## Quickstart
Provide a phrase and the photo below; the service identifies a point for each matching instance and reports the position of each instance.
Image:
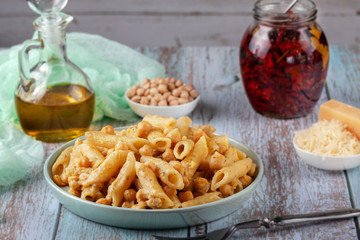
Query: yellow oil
(63, 113)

__________

Brief >>
Please rewrite the lines above as a numbered list, skipping any blank lines and leaving out the picture.

Worked solution >>
1. ## Quickstart
2. Provide a phrase and the photo below; the service identifies a point for each matching instance and reports the position of each instance.
3. Image:
4. Query: yellow oil
5. (63, 113)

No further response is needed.